PROBLEM STATEMENT :: Of all the lines below, return only those starting with the line holding "Target: ocean" and going on through the line holding "Tag every instance of the yellow license", exactly as written.

****************

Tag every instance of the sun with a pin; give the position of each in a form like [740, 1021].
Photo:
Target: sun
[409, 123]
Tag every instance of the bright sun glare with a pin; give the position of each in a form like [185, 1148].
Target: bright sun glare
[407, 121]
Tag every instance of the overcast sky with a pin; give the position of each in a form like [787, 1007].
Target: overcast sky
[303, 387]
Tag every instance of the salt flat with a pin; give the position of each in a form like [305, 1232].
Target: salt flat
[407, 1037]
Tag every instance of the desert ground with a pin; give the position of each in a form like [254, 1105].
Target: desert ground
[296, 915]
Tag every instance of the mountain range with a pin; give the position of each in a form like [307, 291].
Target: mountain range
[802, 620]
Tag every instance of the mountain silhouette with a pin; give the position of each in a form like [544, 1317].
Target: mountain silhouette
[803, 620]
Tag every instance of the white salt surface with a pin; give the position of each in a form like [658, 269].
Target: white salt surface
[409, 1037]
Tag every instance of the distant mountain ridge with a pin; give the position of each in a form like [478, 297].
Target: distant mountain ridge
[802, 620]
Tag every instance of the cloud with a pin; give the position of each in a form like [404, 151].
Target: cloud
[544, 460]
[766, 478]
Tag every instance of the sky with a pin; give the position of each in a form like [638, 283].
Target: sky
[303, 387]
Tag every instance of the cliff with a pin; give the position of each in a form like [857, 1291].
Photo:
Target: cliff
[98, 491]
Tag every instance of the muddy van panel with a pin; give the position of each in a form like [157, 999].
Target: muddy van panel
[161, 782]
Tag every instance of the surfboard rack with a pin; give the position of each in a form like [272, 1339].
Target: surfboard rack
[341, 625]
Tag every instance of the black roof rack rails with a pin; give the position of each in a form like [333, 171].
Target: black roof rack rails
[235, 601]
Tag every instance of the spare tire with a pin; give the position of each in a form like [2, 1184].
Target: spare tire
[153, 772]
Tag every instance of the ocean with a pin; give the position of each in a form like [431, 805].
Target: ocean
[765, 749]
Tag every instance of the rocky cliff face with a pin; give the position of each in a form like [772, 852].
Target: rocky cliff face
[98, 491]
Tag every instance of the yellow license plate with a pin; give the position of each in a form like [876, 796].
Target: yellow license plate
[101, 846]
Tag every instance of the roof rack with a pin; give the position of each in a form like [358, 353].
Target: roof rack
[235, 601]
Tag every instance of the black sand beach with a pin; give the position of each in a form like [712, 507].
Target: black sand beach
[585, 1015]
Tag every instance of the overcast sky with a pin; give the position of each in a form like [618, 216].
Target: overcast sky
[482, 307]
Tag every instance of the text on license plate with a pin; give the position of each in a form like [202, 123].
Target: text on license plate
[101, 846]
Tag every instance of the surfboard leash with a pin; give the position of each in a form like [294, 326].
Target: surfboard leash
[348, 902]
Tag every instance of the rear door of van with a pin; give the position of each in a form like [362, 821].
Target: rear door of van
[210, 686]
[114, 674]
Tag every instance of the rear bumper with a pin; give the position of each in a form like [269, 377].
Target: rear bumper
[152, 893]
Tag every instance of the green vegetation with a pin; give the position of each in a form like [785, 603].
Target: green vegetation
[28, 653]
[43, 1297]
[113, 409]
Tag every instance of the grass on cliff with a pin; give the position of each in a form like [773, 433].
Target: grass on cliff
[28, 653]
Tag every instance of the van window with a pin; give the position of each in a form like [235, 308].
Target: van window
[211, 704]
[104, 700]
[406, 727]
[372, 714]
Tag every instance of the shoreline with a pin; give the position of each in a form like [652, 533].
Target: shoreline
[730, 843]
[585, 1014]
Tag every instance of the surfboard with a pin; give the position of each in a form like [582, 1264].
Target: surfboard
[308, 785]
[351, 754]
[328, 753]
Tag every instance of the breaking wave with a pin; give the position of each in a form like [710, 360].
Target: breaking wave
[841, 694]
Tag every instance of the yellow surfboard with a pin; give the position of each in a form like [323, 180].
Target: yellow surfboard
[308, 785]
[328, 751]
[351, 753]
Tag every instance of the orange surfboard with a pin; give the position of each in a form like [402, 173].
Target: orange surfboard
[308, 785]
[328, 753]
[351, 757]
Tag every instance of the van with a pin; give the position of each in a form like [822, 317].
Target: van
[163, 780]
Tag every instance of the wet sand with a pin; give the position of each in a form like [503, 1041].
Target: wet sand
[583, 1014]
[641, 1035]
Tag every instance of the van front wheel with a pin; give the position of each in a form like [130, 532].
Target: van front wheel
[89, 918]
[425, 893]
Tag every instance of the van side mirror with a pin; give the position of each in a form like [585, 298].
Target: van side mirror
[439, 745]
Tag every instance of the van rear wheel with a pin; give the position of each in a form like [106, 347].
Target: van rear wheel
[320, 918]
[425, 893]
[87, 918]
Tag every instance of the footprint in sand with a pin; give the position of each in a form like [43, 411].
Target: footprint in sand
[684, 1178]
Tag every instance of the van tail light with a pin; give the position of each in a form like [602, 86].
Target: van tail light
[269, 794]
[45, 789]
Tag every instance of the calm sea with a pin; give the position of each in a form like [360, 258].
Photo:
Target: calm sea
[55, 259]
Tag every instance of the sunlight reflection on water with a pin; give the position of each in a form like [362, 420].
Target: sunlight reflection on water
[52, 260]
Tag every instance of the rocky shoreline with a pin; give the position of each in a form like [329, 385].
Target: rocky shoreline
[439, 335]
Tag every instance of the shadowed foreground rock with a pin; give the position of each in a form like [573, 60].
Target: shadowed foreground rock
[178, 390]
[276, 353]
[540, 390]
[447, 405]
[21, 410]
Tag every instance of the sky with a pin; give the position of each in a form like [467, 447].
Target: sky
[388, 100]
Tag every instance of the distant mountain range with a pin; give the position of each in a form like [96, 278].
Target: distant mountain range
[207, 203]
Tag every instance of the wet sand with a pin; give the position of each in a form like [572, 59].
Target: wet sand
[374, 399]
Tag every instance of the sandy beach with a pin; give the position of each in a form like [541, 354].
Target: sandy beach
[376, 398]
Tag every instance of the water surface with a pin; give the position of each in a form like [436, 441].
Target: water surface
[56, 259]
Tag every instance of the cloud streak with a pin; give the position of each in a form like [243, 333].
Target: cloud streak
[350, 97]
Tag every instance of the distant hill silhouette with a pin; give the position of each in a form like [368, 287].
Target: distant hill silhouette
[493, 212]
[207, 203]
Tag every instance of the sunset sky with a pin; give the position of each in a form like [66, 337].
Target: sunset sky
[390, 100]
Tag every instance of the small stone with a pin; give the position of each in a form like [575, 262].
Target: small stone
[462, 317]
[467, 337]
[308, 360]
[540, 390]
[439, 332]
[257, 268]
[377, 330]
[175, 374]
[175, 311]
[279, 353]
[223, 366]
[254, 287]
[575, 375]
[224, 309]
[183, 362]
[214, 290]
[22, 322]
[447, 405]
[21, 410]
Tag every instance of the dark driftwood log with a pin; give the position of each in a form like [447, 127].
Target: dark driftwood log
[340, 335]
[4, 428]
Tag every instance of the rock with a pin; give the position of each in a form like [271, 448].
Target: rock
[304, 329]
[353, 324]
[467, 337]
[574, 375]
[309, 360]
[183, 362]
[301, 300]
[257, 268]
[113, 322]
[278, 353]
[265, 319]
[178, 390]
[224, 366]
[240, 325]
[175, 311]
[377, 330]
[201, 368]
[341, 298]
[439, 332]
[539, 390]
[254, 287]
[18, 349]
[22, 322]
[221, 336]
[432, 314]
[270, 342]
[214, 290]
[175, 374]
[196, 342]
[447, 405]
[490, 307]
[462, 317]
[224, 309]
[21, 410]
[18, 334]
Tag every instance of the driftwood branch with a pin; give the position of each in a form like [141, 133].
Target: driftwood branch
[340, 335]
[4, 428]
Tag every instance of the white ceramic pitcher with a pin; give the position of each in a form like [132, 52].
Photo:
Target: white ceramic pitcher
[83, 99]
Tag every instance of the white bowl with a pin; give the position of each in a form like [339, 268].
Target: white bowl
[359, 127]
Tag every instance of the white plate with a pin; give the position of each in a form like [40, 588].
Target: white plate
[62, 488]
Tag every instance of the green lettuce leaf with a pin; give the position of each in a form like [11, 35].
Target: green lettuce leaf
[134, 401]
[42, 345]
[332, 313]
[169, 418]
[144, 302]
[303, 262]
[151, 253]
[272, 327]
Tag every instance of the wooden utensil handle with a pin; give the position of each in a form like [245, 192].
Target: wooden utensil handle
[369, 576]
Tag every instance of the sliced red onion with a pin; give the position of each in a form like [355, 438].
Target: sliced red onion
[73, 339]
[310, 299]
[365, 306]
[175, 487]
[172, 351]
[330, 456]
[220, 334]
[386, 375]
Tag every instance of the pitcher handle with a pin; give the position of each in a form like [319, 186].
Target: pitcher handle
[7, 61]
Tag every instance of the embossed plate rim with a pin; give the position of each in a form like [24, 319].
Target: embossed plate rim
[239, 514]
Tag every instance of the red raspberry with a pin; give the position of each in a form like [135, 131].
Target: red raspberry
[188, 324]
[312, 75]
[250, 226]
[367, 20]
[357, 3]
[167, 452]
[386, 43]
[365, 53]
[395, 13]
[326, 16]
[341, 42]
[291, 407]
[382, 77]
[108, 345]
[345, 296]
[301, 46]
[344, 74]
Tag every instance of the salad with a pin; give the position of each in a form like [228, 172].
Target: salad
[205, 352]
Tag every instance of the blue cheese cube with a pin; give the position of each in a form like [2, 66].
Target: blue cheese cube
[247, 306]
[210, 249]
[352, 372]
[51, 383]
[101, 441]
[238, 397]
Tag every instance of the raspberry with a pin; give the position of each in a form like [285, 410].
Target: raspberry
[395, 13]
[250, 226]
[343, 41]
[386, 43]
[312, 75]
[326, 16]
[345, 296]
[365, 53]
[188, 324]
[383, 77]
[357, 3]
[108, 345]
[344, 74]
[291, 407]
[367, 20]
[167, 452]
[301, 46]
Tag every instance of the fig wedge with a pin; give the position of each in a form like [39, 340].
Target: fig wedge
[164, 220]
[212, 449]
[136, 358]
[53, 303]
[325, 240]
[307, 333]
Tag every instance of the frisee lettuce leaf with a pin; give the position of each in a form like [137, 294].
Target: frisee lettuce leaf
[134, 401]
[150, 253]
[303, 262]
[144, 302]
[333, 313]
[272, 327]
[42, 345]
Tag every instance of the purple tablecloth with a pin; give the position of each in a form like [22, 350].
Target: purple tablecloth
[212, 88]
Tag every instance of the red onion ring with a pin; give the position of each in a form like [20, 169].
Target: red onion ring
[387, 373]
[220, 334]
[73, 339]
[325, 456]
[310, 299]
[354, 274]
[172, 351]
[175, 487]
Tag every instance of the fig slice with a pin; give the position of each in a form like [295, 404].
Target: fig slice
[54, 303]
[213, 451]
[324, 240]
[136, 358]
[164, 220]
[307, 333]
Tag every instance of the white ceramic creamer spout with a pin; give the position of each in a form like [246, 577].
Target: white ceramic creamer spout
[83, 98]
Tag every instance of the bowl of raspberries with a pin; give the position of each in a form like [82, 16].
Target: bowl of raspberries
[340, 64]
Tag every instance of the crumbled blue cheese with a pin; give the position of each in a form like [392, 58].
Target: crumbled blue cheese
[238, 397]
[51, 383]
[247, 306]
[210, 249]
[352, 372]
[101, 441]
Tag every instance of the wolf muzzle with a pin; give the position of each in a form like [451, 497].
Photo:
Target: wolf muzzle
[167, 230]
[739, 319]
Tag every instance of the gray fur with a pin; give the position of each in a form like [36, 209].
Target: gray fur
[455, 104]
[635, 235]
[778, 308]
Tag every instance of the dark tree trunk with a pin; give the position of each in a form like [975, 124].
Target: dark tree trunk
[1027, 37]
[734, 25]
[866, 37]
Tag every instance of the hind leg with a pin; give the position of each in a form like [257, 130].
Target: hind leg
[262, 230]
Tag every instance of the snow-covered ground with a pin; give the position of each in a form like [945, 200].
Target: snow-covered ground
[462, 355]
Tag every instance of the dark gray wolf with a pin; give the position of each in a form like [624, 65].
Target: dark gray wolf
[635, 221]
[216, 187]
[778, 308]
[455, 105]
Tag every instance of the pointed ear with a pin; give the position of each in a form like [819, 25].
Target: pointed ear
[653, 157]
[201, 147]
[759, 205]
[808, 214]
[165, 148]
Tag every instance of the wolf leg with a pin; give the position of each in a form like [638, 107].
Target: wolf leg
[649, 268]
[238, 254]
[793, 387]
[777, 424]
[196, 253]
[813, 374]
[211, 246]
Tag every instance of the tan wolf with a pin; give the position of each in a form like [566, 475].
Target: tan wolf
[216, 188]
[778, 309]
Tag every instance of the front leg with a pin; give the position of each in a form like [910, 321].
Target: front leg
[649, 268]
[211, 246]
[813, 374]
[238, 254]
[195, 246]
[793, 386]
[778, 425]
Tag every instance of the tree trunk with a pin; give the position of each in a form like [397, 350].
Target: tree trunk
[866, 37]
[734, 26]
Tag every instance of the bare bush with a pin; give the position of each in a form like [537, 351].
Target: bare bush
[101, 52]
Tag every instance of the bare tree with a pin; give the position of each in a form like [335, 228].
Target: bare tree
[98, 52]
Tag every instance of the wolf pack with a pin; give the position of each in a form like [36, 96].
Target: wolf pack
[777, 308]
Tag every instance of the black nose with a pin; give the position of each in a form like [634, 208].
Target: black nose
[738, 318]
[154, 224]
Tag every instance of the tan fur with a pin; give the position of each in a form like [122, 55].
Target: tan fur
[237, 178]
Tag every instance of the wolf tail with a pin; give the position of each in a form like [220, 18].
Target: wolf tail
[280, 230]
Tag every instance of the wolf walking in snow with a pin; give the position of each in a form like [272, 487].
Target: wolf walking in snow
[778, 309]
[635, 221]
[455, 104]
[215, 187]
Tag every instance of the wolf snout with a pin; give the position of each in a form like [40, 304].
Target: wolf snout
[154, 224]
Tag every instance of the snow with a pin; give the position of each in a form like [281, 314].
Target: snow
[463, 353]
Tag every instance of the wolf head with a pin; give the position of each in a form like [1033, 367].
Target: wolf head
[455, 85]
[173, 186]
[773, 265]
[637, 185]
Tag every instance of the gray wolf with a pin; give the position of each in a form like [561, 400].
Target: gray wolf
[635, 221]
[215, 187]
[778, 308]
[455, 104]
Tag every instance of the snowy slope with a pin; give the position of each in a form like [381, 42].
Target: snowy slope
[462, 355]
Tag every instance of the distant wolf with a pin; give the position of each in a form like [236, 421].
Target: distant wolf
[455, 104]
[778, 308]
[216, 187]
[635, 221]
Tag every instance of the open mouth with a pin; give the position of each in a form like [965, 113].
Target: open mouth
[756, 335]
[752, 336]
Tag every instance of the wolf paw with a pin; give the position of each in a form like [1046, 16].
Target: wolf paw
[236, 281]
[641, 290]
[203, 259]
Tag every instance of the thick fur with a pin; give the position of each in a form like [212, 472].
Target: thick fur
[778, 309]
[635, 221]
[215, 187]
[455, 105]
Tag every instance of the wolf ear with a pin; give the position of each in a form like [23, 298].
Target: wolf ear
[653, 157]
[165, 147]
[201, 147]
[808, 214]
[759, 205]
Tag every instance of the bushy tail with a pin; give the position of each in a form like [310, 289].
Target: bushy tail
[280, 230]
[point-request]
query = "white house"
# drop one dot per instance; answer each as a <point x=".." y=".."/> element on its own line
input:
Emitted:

****************

ANSWER BOX ::
Target: ocean
[765, 749]
Tag every instance of the rocky cliff face with a pin; give the position of each in a form like [772, 852].
Target: rocky cliff face
[98, 491]
Tag every instance of the yellow license plate with a pin; give the position of each in a form like [876, 796].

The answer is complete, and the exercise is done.